Task goal: Under this line are the records; write out word for word the part that begins at the line containing "Target: dry grass" and ends at the line containing "Target: antenna on pole", and no more.

Extracted material:
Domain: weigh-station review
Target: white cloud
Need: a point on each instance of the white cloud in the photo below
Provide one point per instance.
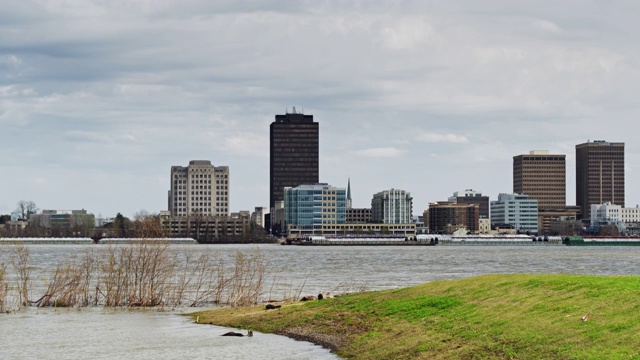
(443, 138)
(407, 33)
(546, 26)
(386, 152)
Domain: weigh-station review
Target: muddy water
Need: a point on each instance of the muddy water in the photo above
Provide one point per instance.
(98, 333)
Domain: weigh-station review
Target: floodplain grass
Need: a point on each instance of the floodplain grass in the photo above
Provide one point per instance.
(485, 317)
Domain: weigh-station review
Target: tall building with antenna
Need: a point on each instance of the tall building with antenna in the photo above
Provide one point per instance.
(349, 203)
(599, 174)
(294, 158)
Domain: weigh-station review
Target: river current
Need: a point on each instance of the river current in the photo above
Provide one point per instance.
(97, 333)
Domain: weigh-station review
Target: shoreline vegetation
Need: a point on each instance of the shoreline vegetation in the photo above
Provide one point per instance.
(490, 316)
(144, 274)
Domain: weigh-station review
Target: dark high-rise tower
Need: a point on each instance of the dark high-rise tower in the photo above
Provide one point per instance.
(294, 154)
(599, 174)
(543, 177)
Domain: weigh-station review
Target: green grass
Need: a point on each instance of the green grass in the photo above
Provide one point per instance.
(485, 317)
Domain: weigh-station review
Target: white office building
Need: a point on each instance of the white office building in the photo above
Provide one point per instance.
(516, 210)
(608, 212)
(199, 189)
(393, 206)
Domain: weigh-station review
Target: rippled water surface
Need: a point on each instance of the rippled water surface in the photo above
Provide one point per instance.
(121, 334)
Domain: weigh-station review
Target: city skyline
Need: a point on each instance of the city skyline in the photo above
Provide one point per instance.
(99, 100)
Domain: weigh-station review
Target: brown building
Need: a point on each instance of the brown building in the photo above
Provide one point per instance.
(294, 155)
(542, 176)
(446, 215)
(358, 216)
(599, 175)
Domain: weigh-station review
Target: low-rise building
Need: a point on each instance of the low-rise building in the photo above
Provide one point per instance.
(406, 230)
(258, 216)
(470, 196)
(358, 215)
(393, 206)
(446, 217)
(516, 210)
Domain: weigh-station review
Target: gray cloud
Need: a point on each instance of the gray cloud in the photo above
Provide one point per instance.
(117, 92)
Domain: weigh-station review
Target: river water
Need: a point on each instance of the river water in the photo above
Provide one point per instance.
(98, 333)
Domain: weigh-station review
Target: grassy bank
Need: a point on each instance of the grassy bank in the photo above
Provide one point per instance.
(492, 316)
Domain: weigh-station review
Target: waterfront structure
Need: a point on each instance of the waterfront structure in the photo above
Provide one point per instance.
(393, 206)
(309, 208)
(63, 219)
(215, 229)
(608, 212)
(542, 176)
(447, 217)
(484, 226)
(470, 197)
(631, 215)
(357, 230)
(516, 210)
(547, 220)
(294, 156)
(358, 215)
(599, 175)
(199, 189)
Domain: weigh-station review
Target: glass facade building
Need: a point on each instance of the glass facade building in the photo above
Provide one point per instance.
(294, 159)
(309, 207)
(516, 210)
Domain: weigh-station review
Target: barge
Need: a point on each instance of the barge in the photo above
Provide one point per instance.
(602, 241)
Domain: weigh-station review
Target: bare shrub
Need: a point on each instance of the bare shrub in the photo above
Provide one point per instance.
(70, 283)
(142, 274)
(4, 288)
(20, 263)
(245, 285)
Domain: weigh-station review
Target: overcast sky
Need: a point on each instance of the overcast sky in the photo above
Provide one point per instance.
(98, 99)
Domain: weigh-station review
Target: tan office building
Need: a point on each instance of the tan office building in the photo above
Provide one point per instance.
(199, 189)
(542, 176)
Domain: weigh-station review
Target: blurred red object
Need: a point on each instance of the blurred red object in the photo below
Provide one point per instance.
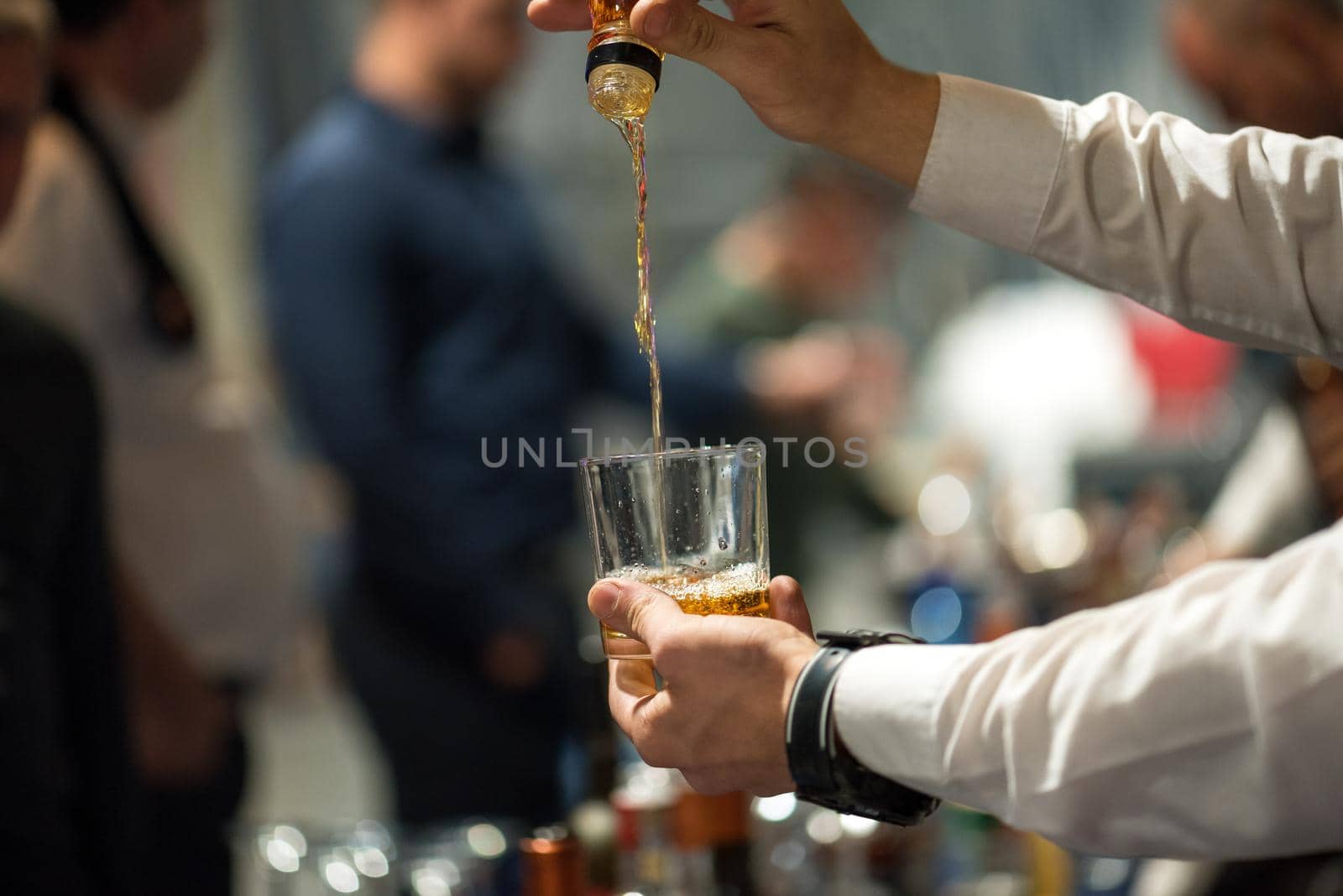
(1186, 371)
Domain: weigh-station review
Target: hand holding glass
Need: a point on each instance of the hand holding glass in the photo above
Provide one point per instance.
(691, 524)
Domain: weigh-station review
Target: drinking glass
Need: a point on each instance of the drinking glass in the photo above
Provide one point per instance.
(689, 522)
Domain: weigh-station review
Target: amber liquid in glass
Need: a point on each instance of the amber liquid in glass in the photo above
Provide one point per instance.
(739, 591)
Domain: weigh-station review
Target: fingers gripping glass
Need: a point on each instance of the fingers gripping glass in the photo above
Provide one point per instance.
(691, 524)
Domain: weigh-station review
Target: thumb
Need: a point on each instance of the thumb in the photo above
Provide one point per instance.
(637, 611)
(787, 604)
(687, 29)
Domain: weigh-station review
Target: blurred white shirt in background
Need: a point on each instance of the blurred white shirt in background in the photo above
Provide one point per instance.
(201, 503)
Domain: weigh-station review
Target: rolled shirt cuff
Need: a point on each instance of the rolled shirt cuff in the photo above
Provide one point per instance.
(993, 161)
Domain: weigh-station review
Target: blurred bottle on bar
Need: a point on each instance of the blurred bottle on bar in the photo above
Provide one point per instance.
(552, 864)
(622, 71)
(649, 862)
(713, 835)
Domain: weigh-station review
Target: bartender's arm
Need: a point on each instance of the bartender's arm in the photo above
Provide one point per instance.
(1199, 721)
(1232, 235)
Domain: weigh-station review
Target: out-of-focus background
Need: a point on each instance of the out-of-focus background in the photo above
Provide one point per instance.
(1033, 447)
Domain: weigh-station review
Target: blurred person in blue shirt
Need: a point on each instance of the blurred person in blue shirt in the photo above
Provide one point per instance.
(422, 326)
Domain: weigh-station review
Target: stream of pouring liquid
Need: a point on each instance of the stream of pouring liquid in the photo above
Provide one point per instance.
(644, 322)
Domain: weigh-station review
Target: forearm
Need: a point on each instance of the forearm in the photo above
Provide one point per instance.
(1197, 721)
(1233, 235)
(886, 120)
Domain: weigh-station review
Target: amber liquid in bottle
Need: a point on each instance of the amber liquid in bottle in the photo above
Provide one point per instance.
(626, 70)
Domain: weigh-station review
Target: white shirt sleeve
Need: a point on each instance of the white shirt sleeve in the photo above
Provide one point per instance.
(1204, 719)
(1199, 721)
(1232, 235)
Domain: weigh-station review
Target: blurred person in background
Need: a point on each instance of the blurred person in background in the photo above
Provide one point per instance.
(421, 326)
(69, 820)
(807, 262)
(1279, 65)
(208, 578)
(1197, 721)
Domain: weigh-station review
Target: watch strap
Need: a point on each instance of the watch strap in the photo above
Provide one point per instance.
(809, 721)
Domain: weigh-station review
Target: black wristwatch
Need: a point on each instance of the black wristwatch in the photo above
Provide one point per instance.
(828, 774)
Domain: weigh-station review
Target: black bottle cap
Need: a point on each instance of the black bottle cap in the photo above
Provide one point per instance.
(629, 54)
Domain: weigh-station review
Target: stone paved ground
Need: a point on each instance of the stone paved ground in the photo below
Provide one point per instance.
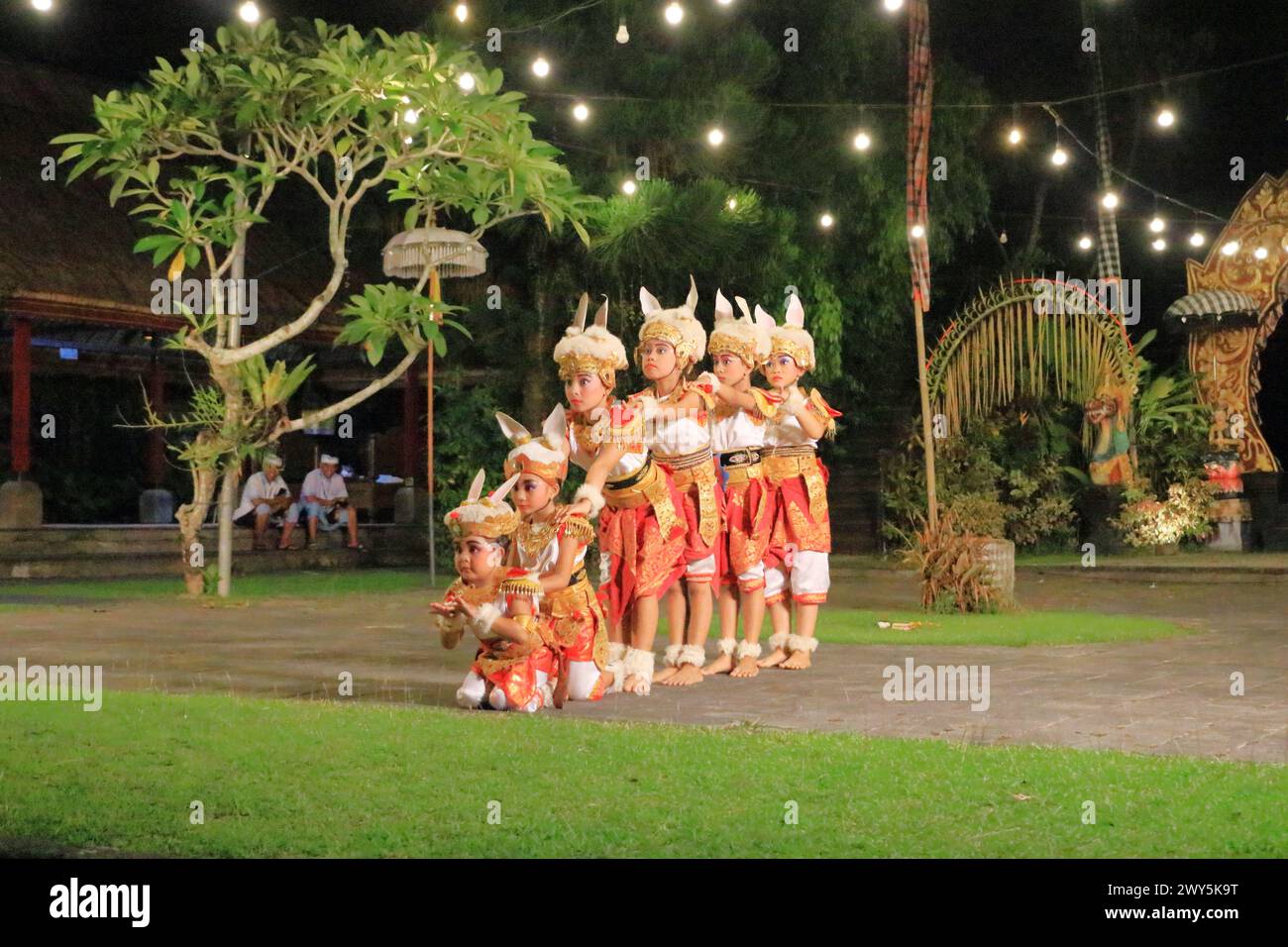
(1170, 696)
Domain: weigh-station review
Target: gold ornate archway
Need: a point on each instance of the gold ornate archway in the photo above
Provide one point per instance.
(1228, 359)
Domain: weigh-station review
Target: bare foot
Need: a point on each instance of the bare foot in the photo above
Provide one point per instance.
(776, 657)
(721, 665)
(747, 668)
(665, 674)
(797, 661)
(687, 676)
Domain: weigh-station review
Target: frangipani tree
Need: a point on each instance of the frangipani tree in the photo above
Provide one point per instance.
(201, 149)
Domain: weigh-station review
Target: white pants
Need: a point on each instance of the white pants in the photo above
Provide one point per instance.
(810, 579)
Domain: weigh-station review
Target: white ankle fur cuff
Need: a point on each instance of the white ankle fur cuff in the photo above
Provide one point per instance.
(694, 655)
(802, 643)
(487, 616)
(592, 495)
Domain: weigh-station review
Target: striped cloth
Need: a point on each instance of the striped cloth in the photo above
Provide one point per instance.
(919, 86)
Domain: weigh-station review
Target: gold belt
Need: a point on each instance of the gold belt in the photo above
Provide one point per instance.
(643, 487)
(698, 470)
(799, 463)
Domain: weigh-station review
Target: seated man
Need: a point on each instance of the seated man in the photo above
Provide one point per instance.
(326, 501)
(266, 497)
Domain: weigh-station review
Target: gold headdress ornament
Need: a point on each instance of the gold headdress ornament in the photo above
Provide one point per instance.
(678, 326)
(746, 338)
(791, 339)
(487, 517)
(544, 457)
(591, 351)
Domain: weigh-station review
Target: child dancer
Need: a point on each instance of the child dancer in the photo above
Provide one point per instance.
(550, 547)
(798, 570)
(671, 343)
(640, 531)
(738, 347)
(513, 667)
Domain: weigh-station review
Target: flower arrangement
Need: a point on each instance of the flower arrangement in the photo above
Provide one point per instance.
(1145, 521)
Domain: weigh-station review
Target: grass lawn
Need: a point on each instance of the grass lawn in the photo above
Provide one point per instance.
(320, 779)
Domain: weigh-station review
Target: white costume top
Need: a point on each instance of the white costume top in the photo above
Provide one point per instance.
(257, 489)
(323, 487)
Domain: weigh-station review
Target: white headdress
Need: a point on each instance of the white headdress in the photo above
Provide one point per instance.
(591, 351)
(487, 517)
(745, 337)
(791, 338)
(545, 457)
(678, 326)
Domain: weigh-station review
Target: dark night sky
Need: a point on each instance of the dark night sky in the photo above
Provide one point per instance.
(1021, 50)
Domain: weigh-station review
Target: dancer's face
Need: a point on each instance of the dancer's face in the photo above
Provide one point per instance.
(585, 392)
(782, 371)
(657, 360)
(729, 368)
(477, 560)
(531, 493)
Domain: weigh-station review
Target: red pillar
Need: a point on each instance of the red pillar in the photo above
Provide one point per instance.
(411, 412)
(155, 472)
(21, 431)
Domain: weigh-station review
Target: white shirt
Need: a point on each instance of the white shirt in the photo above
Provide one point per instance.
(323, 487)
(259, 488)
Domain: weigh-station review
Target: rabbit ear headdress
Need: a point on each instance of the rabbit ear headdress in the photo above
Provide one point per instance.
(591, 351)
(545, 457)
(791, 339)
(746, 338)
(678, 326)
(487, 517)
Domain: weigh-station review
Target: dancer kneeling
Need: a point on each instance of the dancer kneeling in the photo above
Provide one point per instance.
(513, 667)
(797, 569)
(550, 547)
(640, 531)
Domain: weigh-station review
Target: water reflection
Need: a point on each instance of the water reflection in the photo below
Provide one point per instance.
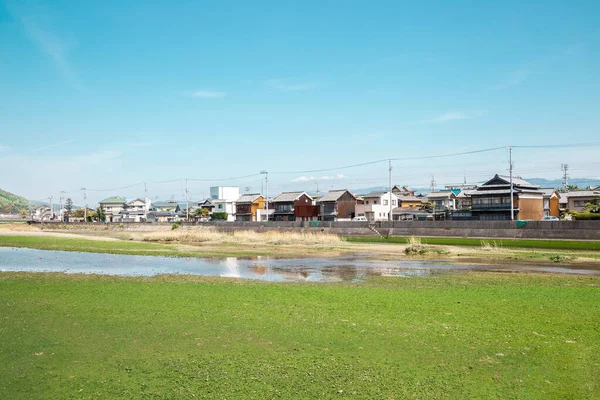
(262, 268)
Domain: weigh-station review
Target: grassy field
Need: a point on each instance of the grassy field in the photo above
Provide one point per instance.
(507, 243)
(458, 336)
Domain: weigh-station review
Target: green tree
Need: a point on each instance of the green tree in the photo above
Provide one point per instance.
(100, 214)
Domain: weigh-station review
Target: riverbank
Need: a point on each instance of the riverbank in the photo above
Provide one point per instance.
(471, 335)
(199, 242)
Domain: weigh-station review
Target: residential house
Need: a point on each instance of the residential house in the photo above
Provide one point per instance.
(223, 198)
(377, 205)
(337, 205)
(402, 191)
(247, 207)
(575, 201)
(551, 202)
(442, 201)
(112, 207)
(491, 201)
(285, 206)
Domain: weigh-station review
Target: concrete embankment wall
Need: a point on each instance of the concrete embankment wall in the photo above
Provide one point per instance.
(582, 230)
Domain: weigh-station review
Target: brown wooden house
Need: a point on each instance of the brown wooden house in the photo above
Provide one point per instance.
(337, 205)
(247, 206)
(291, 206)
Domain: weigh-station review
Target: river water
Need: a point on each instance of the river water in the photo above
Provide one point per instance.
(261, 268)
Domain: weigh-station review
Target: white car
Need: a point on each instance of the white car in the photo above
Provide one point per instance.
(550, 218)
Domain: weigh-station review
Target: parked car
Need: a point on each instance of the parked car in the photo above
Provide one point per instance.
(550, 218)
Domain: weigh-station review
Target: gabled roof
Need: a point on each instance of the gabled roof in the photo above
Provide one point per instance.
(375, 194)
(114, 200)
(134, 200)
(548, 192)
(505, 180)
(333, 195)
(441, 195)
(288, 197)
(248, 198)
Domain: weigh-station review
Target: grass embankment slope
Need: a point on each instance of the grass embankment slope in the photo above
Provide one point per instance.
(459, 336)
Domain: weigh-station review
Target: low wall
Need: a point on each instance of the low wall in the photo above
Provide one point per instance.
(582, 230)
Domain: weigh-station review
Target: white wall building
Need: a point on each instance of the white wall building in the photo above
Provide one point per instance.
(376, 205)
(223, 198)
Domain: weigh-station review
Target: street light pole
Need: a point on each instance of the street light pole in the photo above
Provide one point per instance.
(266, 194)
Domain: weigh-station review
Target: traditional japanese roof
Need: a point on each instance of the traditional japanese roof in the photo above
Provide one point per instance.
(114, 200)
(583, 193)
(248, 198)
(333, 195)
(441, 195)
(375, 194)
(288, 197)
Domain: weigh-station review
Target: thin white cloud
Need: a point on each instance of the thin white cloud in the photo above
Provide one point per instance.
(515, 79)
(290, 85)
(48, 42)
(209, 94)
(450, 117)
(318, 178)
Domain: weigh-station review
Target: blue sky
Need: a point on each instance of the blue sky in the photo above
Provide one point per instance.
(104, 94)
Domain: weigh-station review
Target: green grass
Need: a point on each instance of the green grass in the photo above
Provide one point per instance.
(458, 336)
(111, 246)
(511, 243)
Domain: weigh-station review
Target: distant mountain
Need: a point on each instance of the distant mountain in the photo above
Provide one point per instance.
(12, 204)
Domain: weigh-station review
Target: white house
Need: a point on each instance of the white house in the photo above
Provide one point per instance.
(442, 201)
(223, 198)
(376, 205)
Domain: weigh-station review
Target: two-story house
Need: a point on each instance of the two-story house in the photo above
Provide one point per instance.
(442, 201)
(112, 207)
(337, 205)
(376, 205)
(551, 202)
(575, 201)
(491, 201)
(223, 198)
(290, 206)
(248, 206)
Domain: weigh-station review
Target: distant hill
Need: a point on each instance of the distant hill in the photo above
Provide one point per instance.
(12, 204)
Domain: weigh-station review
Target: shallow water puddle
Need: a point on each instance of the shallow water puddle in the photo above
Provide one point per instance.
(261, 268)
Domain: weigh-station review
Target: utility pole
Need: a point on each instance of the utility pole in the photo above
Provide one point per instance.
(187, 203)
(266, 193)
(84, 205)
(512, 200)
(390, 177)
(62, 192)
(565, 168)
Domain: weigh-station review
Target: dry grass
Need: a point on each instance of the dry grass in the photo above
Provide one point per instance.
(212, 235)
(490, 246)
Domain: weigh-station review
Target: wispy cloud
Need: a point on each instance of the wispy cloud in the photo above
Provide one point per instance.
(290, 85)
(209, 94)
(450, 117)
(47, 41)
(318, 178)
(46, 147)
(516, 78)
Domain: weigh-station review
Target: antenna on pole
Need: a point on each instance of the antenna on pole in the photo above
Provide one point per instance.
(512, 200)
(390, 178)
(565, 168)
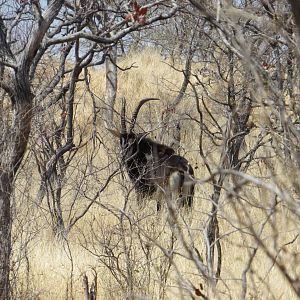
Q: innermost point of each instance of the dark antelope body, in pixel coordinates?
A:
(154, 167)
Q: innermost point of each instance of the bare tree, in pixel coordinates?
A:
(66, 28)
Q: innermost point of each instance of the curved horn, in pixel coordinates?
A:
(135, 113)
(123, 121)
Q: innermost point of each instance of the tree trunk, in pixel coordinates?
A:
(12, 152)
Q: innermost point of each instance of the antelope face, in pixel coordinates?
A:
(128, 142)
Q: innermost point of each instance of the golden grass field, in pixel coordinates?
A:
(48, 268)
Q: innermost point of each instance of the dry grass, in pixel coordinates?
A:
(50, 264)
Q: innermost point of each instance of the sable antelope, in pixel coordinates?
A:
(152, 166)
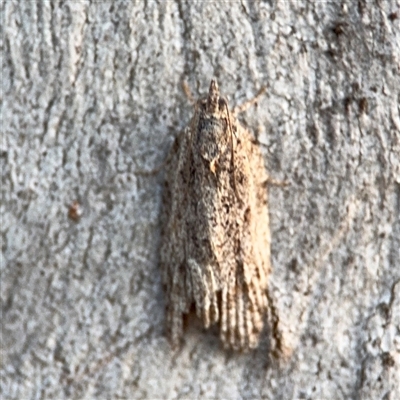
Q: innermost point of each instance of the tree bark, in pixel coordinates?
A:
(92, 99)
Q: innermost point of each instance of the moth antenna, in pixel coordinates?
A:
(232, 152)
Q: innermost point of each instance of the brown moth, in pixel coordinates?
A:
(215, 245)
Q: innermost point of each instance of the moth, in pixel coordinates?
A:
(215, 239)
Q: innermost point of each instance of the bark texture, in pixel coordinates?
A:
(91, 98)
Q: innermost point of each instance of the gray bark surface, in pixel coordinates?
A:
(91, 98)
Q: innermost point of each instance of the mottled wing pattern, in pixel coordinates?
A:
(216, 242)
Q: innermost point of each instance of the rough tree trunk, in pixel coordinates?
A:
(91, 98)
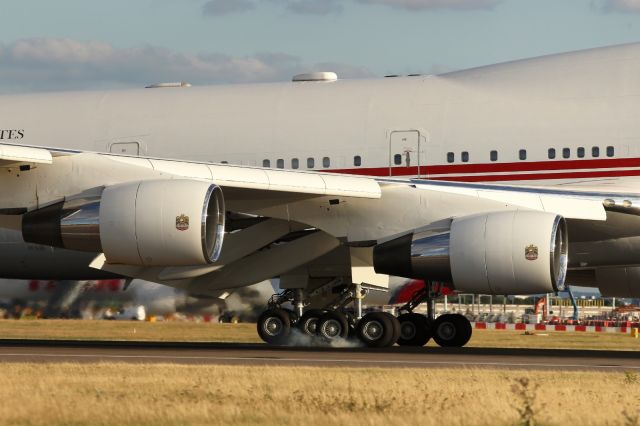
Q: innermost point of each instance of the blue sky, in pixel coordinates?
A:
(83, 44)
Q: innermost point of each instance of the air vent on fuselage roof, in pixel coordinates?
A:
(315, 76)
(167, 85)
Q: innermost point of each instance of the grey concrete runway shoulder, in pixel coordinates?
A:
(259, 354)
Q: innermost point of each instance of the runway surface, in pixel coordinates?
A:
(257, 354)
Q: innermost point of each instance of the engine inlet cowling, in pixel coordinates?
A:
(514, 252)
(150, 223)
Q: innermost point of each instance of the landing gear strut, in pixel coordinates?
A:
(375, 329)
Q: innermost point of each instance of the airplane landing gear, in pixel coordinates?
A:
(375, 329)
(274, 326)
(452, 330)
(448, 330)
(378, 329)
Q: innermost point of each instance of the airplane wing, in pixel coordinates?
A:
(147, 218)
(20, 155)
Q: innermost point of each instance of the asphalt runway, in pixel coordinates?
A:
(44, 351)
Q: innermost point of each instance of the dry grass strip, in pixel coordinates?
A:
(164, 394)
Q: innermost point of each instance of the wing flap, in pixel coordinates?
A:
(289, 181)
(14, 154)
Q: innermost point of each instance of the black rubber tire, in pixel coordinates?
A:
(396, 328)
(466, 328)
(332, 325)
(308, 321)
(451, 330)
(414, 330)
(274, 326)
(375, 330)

Your solution:
Target: dry grass
Need: a point on each instance of the dry grass in the photo above
Provide one point per instance.
(212, 235)
(490, 246)
Domain: weigh-station review
Target: wispy cloud
Need: a point on each instance of the wispy cloud in the photo above
Provide one point per instance.
(290, 85)
(209, 94)
(450, 117)
(47, 41)
(318, 178)
(46, 147)
(516, 78)
Domain: weigh-station review
Target: antenna on pole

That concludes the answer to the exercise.